#### WHAT THE TASK REQUIRES
Can you put each line of the records below into a JSON list of strings, one string per line, leaving out any blank lines?

#### DATA ROWS
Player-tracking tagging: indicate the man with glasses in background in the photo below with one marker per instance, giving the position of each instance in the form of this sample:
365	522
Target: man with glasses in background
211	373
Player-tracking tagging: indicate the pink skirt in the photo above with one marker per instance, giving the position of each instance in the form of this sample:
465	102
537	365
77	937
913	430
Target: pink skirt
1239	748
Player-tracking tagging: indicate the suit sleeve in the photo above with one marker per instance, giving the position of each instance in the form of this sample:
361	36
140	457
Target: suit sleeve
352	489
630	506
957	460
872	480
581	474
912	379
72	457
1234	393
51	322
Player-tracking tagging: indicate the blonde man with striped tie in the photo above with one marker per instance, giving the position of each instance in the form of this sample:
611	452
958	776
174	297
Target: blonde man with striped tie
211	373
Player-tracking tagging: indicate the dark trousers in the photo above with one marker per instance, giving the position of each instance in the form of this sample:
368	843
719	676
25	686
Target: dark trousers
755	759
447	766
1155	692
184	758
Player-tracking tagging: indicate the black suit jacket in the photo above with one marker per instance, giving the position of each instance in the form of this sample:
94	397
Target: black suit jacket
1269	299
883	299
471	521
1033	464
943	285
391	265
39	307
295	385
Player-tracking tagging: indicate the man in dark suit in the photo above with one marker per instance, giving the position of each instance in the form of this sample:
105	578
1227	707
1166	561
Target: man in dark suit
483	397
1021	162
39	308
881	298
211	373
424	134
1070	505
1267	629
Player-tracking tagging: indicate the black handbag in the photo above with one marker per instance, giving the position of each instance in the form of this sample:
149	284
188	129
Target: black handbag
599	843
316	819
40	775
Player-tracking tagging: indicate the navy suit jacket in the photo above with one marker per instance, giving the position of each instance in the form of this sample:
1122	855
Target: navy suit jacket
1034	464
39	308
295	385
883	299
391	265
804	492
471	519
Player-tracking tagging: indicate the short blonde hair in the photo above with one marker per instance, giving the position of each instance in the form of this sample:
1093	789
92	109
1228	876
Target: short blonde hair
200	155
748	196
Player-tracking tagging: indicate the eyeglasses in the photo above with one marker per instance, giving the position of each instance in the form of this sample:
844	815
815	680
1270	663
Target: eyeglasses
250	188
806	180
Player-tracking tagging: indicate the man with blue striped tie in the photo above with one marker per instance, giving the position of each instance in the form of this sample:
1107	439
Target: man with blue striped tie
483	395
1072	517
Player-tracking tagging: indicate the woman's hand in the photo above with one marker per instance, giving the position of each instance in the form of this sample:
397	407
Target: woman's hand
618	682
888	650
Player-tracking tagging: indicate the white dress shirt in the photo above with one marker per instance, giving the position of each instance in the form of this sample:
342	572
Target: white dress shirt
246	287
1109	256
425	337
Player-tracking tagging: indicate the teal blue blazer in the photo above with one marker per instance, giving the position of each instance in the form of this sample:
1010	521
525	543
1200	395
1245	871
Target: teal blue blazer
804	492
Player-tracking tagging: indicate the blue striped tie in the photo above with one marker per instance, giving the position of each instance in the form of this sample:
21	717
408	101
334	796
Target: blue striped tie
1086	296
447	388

#### RESPONSE
[
  "Player-tracking tagging: indicate the man with glasses in background in the photo below with one marker per instance, giving the position of each instance in the form of this sample:",
  "365\t522",
  "Target: man with glasses in background",
  "211\t373",
  "Player-tracking tagging: indicate the pink skirt in the photo above with one marker per instance, giving the position of each instance in the form of this sample:",
  "465\t102",
  "537\t365",
  "77\t937",
  "913\t430",
  "Target: pink skirt",
  "1239\t748",
  "Player-tracking tagging: indicate the suit sleeve in the photo above with one marker per instance, giving the position of each instance in the form of this sample:",
  "361\t36",
  "140\t457",
  "Target: suit sleeve",
  "352\t489",
  "630\t506",
  "957\t460",
  "872\t480",
  "581\t474",
  "912\t379",
  "72\t457",
  "1234\t393",
  "51\t322",
  "Player-tracking tagging: indicate the blonde man with striped tie in the photo above with one marker per instance, giving the position of each instance in the form of this sample:",
  "611\t452",
  "958\t776",
  "174\t297",
  "Target: blonde man with striped tie",
  "211\t373",
  "Player-tracking tagging: indicate the dark trousers in the photo above with one marker per instance, giving the position of each instance in the form of this sample:",
  "368\t843",
  "719\t676",
  "25\t686",
  "Target: dark trousers",
  "755\t759",
  "447\t766",
  "1155\t692",
  "184\t758",
  "Player-tracking tagging: indicate the black suit jacket in the photo above with one marker per instance, giving the position of each instance in the form of this sample:",
  "94\t397",
  "Target: black suit jacket",
  "1269\t299",
  "883\t299",
  "471\t521",
  "1033\t464",
  "943\t285",
  "391\t265",
  "39\t307",
  "295\t385",
  "Player-tracking tagging: indicate the man in dark suit in the photo above with one marker per instance, giving the position of each instance in the form of this sample:",
  "105\t578",
  "1227\t707",
  "1166\t561",
  "Target: man in dark suit",
  "483\t397",
  "1021\t162",
  "39\t308",
  "881\t298",
  "211\t373",
  "424\t134",
  "1070\t505",
  "1267\t629",
  "Player-tracking tagging: indicate the black handbag in the photo above with one marker per instance, giving the position of each instance in the form of this sample:",
  "149\t284",
  "188\t129",
  "Target: black handbag",
  "599\t843",
  "316\t819",
  "40\t775",
  "Player-tracking tagging: indicate the navy suit jacket in the photo above with one marker per instance, giving the position of each instance in the form of this sample:",
  "1122\t855",
  "Target: navy suit jacket",
  "1034\t464",
  "39\t308",
  "295\t385",
  "883\t299",
  "391\t265",
  "804\t492",
  "471\t519",
  "Player-tracking tagging: indicate the short blonde hair in the photo above with one marker per instance, giving the position of each instance in the form of this sample:",
  "1093\t789",
  "92\t109",
  "1228\t876",
  "Target: short blonde hair",
  "200\t155",
  "748\t196",
  "Player-tracking tagging: indicate the eyeglasses in the photo above with one marker per instance, giving the position of each instance in the form of this sample:",
  "844\t815",
  "815\t680",
  "1270\t663",
  "Target: eyeglasses",
  "250\t188",
  "806\t180",
  "Player-tracking tagging: indicate the man with blue striped tie in the photo above with one marker per instance, giving the position of each instance in the form of this sample:",
  "1107\t439",
  "Target: man with blue striped tie",
  "483\t395",
  "1072\t517",
  "Player-tracking tagging: indicate the woman's hand in the photo above with one marker per instance, giving the position of each instance in the form of this sample:",
  "397\t407",
  "Target: woman's hand",
  "618\t682",
  "888\t650",
  "Player-tracking tagging: indicate the white dress shirt in the photo above with one marker per instance, giving the position of each instance in the form of this sample:",
  "342\t572",
  "Target: white dress shirt",
  "246\t287",
  "1109\t256",
  "425\t337",
  "Player-tracking tagging: indicate the teal blue blazer in the photo above with one marker per instance, giving the position of each instance in the form of this sample:",
  "1010\t521",
  "525\t543",
  "1200\t395",
  "1245\t871",
  "Target: teal blue blazer",
  "804\t492",
  "Player-tracking tagging: indicate the blue striped tie in the photo above with one marker per instance, giving the position of each instance in the form of this sample:",
  "21\t717",
  "408\t101",
  "334\t796",
  "Target: blue striped tie",
  "1086\t296",
  "447\t388"
]